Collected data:
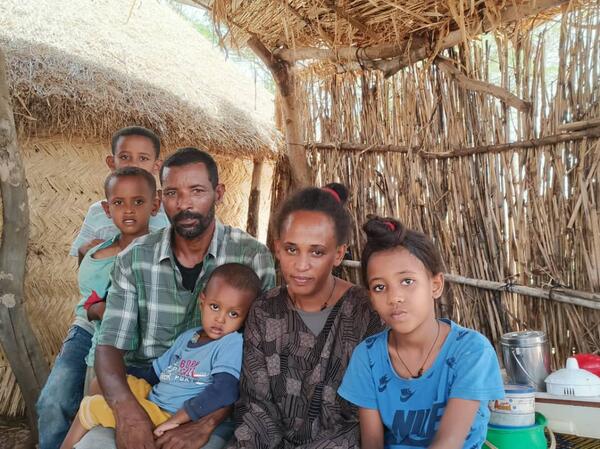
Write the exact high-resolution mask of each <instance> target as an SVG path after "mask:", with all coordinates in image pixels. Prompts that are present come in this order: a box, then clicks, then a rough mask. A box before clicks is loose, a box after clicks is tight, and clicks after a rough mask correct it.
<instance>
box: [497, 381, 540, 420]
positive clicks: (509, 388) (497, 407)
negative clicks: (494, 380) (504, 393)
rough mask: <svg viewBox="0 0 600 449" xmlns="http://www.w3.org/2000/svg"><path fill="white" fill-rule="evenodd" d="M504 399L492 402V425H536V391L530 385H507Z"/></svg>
mask: <svg viewBox="0 0 600 449" xmlns="http://www.w3.org/2000/svg"><path fill="white" fill-rule="evenodd" d="M504 391H505V397H504V399H497V400H495V401H490V403H489V408H490V425H492V426H495V427H528V426H533V425H534V424H535V389H534V388H533V387H532V386H528V385H505V386H504Z"/></svg>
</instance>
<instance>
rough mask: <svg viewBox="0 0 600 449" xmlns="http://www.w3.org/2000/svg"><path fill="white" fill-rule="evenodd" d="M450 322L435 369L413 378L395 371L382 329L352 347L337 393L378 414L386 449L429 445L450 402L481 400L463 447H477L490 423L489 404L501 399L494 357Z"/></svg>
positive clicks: (438, 356) (501, 381) (432, 369)
mask: <svg viewBox="0 0 600 449" xmlns="http://www.w3.org/2000/svg"><path fill="white" fill-rule="evenodd" d="M443 321H445V322H447V323H448V324H450V333H449V334H448V336H447V337H446V341H445V342H444V344H443V346H442V348H441V350H440V352H439V354H438V356H437V357H436V359H435V361H434V363H433V365H432V366H431V368H429V369H428V370H427V371H426V372H425V373H423V375H422V376H421V377H419V378H417V379H404V378H402V377H400V376H398V374H397V373H396V371H395V370H394V368H393V367H392V362H391V360H390V357H389V352H388V333H389V330H385V331H383V332H381V333H379V334H377V335H373V336H372V337H369V338H367V339H366V340H365V341H363V342H362V343H361V344H360V345H358V346H357V347H356V349H355V350H354V353H353V354H352V358H351V359H350V364H349V365H348V369H347V370H346V374H345V376H344V380H343V381H342V385H341V386H340V388H339V390H338V394H339V395H340V396H341V397H343V398H344V399H346V400H348V401H350V402H352V403H353V404H356V405H357V406H359V407H361V408H369V409H376V410H379V413H380V415H381V419H382V421H383V425H384V427H385V443H384V445H385V448H386V449H408V448H414V447H429V446H430V445H431V443H432V442H433V439H434V437H435V434H436V432H437V430H438V428H439V424H440V420H441V419H442V416H443V414H444V409H445V408H446V404H447V403H448V400H449V399H451V398H460V399H470V400H477V401H481V404H480V406H479V410H478V411H477V413H476V414H475V420H474V422H473V425H472V426H471V430H470V431H469V434H468V436H467V439H466V441H465V444H464V445H463V448H464V449H475V448H480V447H481V445H482V444H483V442H484V441H485V435H486V431H487V424H488V421H489V414H490V412H489V410H488V401H489V400H493V399H498V398H503V397H504V386H503V383H502V377H501V375H500V367H499V366H498V359H497V357H496V353H495V352H494V349H493V347H492V345H491V344H490V342H489V341H488V340H487V339H486V338H485V337H484V336H483V335H481V334H479V333H478V332H475V331H474V330H471V329H466V328H464V327H461V326H459V325H458V324H456V323H454V322H452V321H448V320H443Z"/></svg>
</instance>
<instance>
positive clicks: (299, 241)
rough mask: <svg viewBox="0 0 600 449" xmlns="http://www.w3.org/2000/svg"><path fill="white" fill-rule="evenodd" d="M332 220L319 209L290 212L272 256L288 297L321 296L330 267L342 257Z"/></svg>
mask: <svg viewBox="0 0 600 449" xmlns="http://www.w3.org/2000/svg"><path fill="white" fill-rule="evenodd" d="M345 250H346V246H345V245H338V244H337V239H336V235H335V226H334V223H333V220H332V219H331V218H329V217H328V216H327V215H326V214H324V213H322V212H313V211H296V212H292V213H291V214H290V215H289V216H288V217H287V218H286V219H285V221H284V222H283V224H282V226H281V232H280V237H279V239H278V240H276V241H275V255H276V257H277V259H278V260H279V263H280V266H281V273H282V275H283V278H284V279H285V282H286V284H287V288H288V292H289V293H290V294H291V295H292V296H308V297H310V296H312V295H321V290H322V289H323V287H324V286H325V285H326V283H327V279H328V278H329V276H330V275H331V270H332V269H333V267H336V266H338V265H339V264H340V263H341V262H342V259H343V258H344V253H345Z"/></svg>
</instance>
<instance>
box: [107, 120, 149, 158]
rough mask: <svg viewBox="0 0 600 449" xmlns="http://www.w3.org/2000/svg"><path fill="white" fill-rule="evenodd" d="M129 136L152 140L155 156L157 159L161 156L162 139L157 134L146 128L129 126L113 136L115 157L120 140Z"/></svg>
mask: <svg viewBox="0 0 600 449" xmlns="http://www.w3.org/2000/svg"><path fill="white" fill-rule="evenodd" d="M127 136H142V137H146V138H147V139H150V141H151V142H152V146H153V147H154V154H155V156H156V159H158V158H159V156H160V139H159V138H158V136H157V135H156V133H155V132H154V131H152V130H150V129H148V128H144V127H143V126H127V127H126V128H121V129H120V130H118V131H117V132H116V133H114V134H113V136H112V140H111V143H110V146H111V150H112V153H113V156H114V155H116V151H117V144H118V143H119V139H120V138H121V137H127Z"/></svg>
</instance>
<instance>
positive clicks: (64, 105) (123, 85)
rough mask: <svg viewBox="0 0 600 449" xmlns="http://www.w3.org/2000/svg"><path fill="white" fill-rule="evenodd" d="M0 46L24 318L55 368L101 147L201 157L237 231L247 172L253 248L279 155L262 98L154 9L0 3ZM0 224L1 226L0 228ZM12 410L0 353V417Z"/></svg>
mask: <svg viewBox="0 0 600 449" xmlns="http://www.w3.org/2000/svg"><path fill="white" fill-rule="evenodd" d="M0 48H2V50H3V52H4V53H5V55H6V59H7V63H8V82H9V88H10V92H11V96H12V105H13V110H14V115H15V121H16V126H17V131H18V139H19V146H20V149H21V154H22V158H23V163H24V166H25V171H26V176H27V183H28V194H29V210H30V220H31V222H30V240H29V247H28V254H27V265H26V281H25V301H24V302H25V307H26V309H27V311H28V314H29V317H30V319H31V321H32V323H33V328H34V330H35V332H36V334H37V337H38V340H39V341H40V343H41V345H42V347H43V351H44V353H45V355H46V357H47V360H48V362H49V363H50V362H51V361H52V360H54V358H55V356H56V353H57V351H58V350H59V349H60V344H61V341H62V339H63V338H64V336H65V335H66V331H67V329H68V327H69V325H70V323H71V322H72V310H73V307H74V305H75V304H76V303H77V301H78V289H77V278H76V267H77V263H76V258H74V257H69V256H68V252H69V249H70V245H71V243H72V241H73V239H74V238H75V236H76V234H77V232H78V231H79V228H80V226H81V224H82V222H83V218H84V216H85V214H86V212H87V209H88V207H89V206H90V205H91V203H93V202H95V201H97V200H99V199H102V197H103V194H104V192H103V190H102V186H103V182H104V178H105V177H106V176H107V174H108V168H107V167H106V165H105V162H104V160H105V157H106V156H107V154H108V153H109V152H110V136H111V135H112V133H113V132H114V131H116V130H117V129H119V128H121V127H123V126H128V125H131V124H137V125H142V126H147V127H149V128H151V129H154V130H155V131H156V132H157V133H158V134H159V135H160V137H161V140H162V143H163V147H164V153H163V155H162V158H163V159H164V157H165V155H166V154H168V153H169V152H170V151H173V150H175V149H176V148H178V147H183V146H189V145H191V146H202V147H205V148H207V149H208V150H209V151H210V152H211V153H212V154H214V155H215V158H216V160H217V163H218V164H219V167H220V176H221V180H222V182H224V183H225V185H226V190H227V191H226V196H225V200H224V203H223V204H222V205H221V206H220V207H219V208H218V210H217V215H218V216H219V218H221V219H222V220H223V221H224V222H226V223H229V224H232V225H234V226H238V227H241V228H246V220H247V216H248V197H249V195H250V190H251V183H252V174H253V167H254V166H255V165H260V164H262V165H263V169H262V176H261V177H260V182H259V183H258V186H259V187H260V190H261V191H262V192H263V194H262V195H261V201H260V203H261V204H260V208H259V214H258V218H259V222H258V223H257V225H256V227H257V229H258V235H259V238H262V239H263V240H264V239H265V238H266V226H267V223H268V211H269V207H270V199H269V195H270V189H271V173H272V167H273V160H274V159H275V158H276V157H277V151H278V148H279V146H280V141H281V139H280V137H279V133H278V132H277V131H276V130H275V128H274V125H273V97H272V94H270V93H269V92H267V91H266V90H265V89H264V88H263V87H262V86H260V85H257V84H256V83H254V81H253V80H252V79H251V76H250V75H249V74H247V73H243V72H242V71H241V70H240V69H238V68H236V67H235V66H233V64H231V63H228V62H226V61H225V57H224V55H223V54H222V53H221V52H220V50H219V49H218V48H215V47H214V45H213V44H211V43H210V42H209V41H208V40H206V39H205V38H203V37H202V36H201V35H200V34H199V33H198V32H197V31H196V30H195V29H194V28H193V26H192V24H190V23H189V22H188V21H186V20H185V19H184V18H183V17H182V16H180V15H179V14H178V13H177V12H176V11H175V10H174V9H172V8H171V7H170V6H168V5H167V4H165V3H164V2H163V3H158V2H143V4H139V3H138V4H136V5H134V7H133V8H132V5H131V4H130V3H128V2H121V1H118V0H100V1H86V2H85V5H83V4H82V5H79V6H78V7H77V8H73V6H72V3H71V2H69V1H66V0H64V1H63V0H58V1H57V0H52V1H44V2H38V1H25V2H22V1H8V2H2V4H0ZM0 221H1V220H0ZM23 407H24V404H23V401H22V398H21V394H20V390H19V388H18V386H17V383H16V380H15V377H14V376H13V373H12V370H11V369H10V366H9V364H8V361H7V359H6V358H5V356H4V354H0V416H9V417H10V416H18V415H22V414H23V411H24V408H23Z"/></svg>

### TASK BRIEF
Copy out each line of the entries above that includes the word "positive".

### SOLUTION FOR THIS EXERCISE
positive clicks: (509, 388) (497, 407)
positive clicks: (438, 356) (501, 381) (432, 369)
positive clicks: (299, 241)
positive clicks: (64, 105) (123, 85)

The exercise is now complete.